● **Aufgabenstellung**: Gib aus dem nachfolgenden Text über ökonomische Moral einen Abschnitt wortgetreu wieder. Setze bei den Worten „Was ist ökonomische“ ein und höre nach „Moralgeschichte der Moderne.“ auf.

Was ist ökonomische Moral und wie schreibt man als Historiker ein Buch über dieses Thema? An Fallstudien aus der französischen Wirtschaftsgeschichte des ausgehenden 19. Jahrhunderts testet dieses Projekt Moral als analytischen Begriff. Damit leistet es sowohl einen Beitrag zur Kulturgeschichte des Ökonomischen als auch zu einer Moralgeschichte der Moderne.

Statt medial verstärkter Skandalisierung stehen alltägliche Formen ökonomischen Handelns und (Fehl-)Verhaltens im Zentrum, die freilich im Einzelfall durchaus skandalöses Potenzial entwickeln konnten. So kommen in einzelnen der vier untersuchten Fallstudien auch Momente der moral panic (S. Cohen) in den Blick. Doch interessiert an der kapitalistischen Ökonomie der Schulden, an deren kolonialen Spezifika, am Zusammenbruch der Banque de l’Union générale und am grauen Finanzmarkt vielmehr die Geräuschlosigkeit, mit der im Alltag ökonomisches Handeln reguliert wurde, wobei informelle und formelle Normen regelmäßig ineinandergriffen und sich gegenseitig stützten.

● **Bereitgestellte Datensätze**:
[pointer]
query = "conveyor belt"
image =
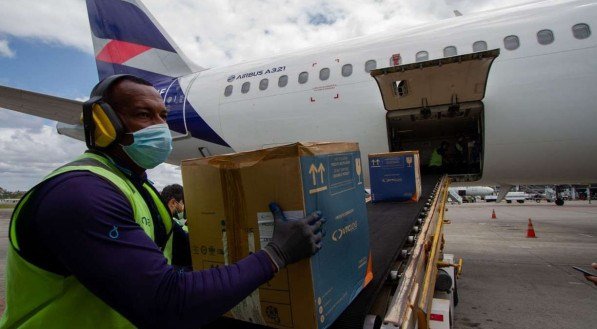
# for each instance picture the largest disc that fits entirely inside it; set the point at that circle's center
(389, 225)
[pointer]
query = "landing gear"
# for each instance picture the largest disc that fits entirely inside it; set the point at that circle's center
(559, 199)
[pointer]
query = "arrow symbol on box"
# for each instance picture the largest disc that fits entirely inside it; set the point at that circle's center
(321, 170)
(313, 171)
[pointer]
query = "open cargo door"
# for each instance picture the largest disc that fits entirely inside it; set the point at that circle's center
(435, 102)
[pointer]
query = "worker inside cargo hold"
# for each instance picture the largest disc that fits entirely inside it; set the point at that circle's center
(92, 244)
(438, 159)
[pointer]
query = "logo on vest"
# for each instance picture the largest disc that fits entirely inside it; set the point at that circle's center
(114, 233)
(341, 232)
(145, 221)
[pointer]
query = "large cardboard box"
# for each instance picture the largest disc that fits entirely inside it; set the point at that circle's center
(395, 176)
(227, 197)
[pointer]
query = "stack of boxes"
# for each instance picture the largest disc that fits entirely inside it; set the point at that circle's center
(227, 197)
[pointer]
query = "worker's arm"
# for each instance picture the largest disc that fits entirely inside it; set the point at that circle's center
(77, 224)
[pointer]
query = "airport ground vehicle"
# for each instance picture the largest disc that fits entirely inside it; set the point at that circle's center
(519, 197)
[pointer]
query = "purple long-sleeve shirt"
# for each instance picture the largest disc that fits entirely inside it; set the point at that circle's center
(68, 227)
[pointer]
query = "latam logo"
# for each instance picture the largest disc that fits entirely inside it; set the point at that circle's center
(341, 232)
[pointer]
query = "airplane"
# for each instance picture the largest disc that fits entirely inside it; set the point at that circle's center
(516, 85)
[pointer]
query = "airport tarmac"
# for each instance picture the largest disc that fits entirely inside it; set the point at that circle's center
(508, 280)
(511, 281)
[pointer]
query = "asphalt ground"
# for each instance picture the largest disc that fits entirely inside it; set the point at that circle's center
(511, 281)
(508, 280)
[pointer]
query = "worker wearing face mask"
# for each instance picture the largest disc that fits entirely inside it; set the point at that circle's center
(93, 245)
(173, 198)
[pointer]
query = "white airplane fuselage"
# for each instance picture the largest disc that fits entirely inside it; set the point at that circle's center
(540, 106)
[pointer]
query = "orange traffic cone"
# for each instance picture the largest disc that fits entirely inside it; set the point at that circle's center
(530, 230)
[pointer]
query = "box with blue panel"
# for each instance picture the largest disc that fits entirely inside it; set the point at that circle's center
(227, 197)
(395, 176)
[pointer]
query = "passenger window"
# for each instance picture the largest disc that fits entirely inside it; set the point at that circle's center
(228, 90)
(422, 56)
(511, 42)
(370, 65)
(282, 81)
(324, 74)
(263, 84)
(346, 70)
(479, 46)
(245, 87)
(303, 77)
(450, 51)
(581, 31)
(545, 37)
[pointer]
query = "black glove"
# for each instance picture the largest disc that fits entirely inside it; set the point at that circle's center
(294, 240)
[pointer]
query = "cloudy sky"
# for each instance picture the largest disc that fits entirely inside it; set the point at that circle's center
(45, 46)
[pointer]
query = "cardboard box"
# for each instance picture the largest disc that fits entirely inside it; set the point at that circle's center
(395, 176)
(227, 197)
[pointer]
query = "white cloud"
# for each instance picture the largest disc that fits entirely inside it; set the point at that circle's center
(212, 33)
(34, 149)
(31, 149)
(5, 50)
(165, 174)
(221, 32)
(57, 21)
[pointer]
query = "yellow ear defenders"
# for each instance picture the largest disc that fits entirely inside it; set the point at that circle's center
(101, 123)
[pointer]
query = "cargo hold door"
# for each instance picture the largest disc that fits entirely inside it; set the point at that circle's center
(437, 101)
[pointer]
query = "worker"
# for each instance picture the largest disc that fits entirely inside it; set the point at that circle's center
(91, 246)
(436, 162)
(172, 196)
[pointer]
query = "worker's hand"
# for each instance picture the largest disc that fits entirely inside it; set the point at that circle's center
(592, 278)
(295, 239)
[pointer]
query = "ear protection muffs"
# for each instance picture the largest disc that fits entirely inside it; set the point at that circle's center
(100, 122)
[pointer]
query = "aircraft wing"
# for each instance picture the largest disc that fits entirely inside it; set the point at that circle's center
(50, 107)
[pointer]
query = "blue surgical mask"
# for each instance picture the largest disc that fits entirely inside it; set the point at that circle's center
(151, 146)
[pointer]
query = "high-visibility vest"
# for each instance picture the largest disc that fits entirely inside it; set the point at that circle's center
(36, 298)
(436, 159)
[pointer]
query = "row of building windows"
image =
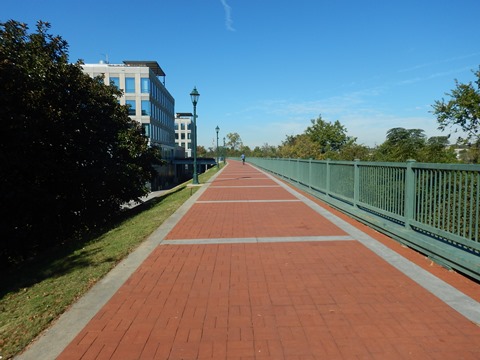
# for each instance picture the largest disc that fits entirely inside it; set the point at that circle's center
(130, 84)
(183, 126)
(182, 136)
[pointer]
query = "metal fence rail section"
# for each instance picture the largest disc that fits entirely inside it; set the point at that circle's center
(434, 208)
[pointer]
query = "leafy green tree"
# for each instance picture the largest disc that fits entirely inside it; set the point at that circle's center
(462, 112)
(352, 151)
(300, 146)
(69, 153)
(438, 150)
(328, 136)
(401, 144)
(234, 142)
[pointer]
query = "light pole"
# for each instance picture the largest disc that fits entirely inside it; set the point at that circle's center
(217, 129)
(194, 95)
(224, 152)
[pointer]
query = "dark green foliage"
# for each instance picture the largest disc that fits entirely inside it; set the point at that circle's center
(69, 153)
(462, 112)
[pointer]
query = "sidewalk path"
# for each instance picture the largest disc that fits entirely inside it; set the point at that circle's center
(251, 269)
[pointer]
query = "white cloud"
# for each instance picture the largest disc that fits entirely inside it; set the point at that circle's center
(228, 15)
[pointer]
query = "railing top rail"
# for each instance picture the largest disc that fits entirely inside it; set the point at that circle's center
(418, 165)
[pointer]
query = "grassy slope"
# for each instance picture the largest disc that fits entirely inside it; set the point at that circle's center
(34, 296)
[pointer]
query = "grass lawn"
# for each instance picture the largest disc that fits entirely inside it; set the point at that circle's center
(35, 295)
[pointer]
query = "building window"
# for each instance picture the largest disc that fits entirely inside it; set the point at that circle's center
(131, 107)
(130, 85)
(115, 81)
(145, 107)
(146, 129)
(145, 85)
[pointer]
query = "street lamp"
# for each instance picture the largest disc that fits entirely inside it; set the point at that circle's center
(194, 95)
(217, 129)
(224, 153)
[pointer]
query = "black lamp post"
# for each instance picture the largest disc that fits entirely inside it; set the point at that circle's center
(217, 129)
(194, 95)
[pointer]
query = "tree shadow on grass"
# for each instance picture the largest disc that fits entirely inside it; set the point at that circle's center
(71, 254)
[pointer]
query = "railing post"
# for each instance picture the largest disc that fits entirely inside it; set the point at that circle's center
(409, 193)
(356, 182)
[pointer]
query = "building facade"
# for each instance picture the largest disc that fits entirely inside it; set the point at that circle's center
(150, 103)
(148, 99)
(183, 132)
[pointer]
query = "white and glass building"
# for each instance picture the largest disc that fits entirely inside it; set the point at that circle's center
(149, 101)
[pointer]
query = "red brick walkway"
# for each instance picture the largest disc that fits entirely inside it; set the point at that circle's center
(277, 281)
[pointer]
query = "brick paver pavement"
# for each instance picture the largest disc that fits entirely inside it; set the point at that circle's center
(251, 271)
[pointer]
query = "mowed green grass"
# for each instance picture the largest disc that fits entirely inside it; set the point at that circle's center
(35, 295)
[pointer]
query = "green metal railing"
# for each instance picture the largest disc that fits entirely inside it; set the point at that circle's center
(434, 208)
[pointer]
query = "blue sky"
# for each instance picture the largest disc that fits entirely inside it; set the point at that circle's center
(265, 68)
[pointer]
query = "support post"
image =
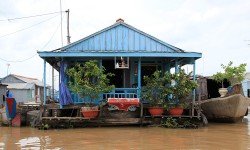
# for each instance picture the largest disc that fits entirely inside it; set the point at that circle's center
(44, 82)
(68, 36)
(139, 77)
(176, 66)
(194, 78)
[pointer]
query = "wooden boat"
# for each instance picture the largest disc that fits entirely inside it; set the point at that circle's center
(226, 109)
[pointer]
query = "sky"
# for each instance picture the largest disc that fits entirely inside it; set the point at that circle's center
(219, 29)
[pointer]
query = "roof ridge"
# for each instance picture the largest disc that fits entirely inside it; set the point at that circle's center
(24, 77)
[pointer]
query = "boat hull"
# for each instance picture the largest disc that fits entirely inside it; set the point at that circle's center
(226, 109)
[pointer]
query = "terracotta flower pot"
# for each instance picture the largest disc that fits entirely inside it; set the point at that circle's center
(156, 111)
(175, 111)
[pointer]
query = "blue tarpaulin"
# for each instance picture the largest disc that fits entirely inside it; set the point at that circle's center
(10, 108)
(65, 95)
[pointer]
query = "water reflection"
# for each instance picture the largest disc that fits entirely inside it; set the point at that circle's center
(225, 136)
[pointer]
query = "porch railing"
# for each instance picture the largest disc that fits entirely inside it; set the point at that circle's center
(123, 93)
(116, 93)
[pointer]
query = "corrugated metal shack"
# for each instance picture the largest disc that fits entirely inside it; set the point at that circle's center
(24, 89)
(142, 52)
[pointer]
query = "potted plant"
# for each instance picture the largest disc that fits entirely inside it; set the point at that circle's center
(235, 75)
(156, 91)
(89, 81)
(181, 90)
(219, 77)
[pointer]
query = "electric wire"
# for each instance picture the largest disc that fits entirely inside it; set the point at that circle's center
(31, 16)
(18, 61)
(27, 27)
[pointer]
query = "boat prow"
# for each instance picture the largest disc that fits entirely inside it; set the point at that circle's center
(226, 109)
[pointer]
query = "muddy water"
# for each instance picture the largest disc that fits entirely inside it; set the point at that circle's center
(215, 136)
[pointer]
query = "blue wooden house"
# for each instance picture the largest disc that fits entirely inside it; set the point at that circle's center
(127, 52)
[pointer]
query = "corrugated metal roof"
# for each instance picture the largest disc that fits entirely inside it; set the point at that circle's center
(247, 76)
(20, 85)
(29, 80)
(121, 37)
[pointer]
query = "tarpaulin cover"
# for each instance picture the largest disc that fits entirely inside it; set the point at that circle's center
(10, 108)
(65, 96)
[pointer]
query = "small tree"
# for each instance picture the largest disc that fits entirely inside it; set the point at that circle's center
(156, 89)
(183, 87)
(89, 80)
(219, 77)
(235, 75)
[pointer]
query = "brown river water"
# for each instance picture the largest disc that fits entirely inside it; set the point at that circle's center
(214, 136)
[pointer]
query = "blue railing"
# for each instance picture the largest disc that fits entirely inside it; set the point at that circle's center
(122, 93)
(116, 93)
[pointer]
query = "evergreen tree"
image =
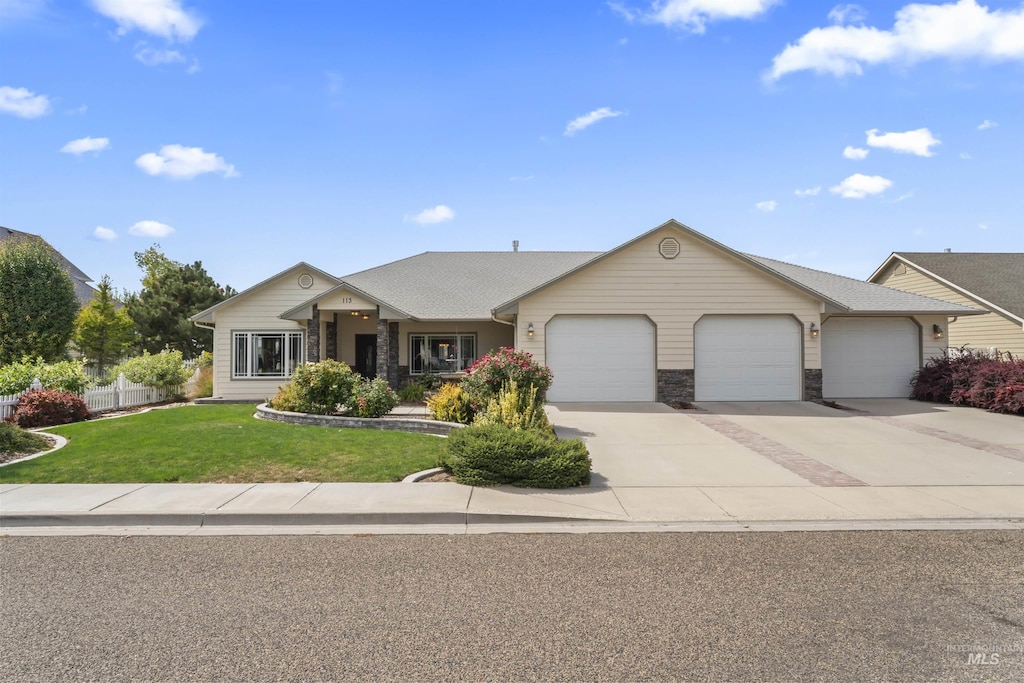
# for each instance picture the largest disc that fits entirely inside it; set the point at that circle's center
(171, 293)
(37, 301)
(102, 332)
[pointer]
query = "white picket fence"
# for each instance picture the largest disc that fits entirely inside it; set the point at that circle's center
(121, 393)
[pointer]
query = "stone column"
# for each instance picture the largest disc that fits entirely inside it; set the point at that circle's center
(332, 338)
(312, 337)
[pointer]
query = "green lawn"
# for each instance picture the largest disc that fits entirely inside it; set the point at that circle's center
(222, 443)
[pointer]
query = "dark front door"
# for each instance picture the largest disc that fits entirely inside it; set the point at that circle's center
(366, 354)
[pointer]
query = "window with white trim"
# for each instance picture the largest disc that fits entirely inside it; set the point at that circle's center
(257, 354)
(440, 353)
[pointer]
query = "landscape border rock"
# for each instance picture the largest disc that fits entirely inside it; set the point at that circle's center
(435, 427)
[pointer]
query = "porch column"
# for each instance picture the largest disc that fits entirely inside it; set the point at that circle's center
(312, 337)
(332, 337)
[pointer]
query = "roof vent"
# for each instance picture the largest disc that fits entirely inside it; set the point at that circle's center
(669, 248)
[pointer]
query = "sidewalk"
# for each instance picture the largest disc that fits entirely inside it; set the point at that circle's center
(30, 509)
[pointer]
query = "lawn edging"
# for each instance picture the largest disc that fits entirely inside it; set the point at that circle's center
(435, 427)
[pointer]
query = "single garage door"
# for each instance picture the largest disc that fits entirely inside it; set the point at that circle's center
(747, 357)
(600, 357)
(868, 357)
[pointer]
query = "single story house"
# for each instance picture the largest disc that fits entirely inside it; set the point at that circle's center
(991, 282)
(671, 314)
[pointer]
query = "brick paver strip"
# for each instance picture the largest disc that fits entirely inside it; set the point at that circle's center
(976, 443)
(814, 471)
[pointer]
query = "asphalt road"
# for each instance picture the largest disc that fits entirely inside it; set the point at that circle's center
(836, 606)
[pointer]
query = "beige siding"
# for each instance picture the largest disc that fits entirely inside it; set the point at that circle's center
(673, 293)
(257, 311)
(988, 331)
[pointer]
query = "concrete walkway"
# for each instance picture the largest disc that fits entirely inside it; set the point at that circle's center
(728, 467)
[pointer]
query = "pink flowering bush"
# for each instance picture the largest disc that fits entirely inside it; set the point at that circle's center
(485, 378)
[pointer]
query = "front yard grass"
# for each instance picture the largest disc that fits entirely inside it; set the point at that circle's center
(222, 443)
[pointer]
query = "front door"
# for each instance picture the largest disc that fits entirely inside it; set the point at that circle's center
(366, 354)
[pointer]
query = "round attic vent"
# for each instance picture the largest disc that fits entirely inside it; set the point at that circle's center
(669, 248)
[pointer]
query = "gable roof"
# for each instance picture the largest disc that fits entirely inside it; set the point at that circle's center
(861, 297)
(461, 286)
(995, 280)
(206, 315)
(83, 291)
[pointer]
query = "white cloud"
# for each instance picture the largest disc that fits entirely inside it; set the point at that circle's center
(849, 13)
(693, 14)
(83, 144)
(438, 214)
(180, 162)
(587, 120)
(151, 228)
(24, 102)
(152, 56)
(855, 153)
(960, 30)
(105, 233)
(918, 141)
(858, 185)
(159, 17)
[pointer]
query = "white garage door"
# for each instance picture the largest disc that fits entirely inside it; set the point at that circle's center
(868, 357)
(747, 357)
(601, 357)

● **Ergebnis der Übung**:
Was ist ökonomische Moral und wie schreibt man als Historiker ein Buch über dieses Thema? An Fallstudien aus der französischen Wirtschaftsgeschichte des ausgehenden 19. Jahrhunderts testet dieses Projekt Moral als analytischen Begriff. Damit leistet es sowohl einen Beitrag zur Kulturgeschichte des Ökonomischen als auch zu einer Moralgeschichte der Moderne.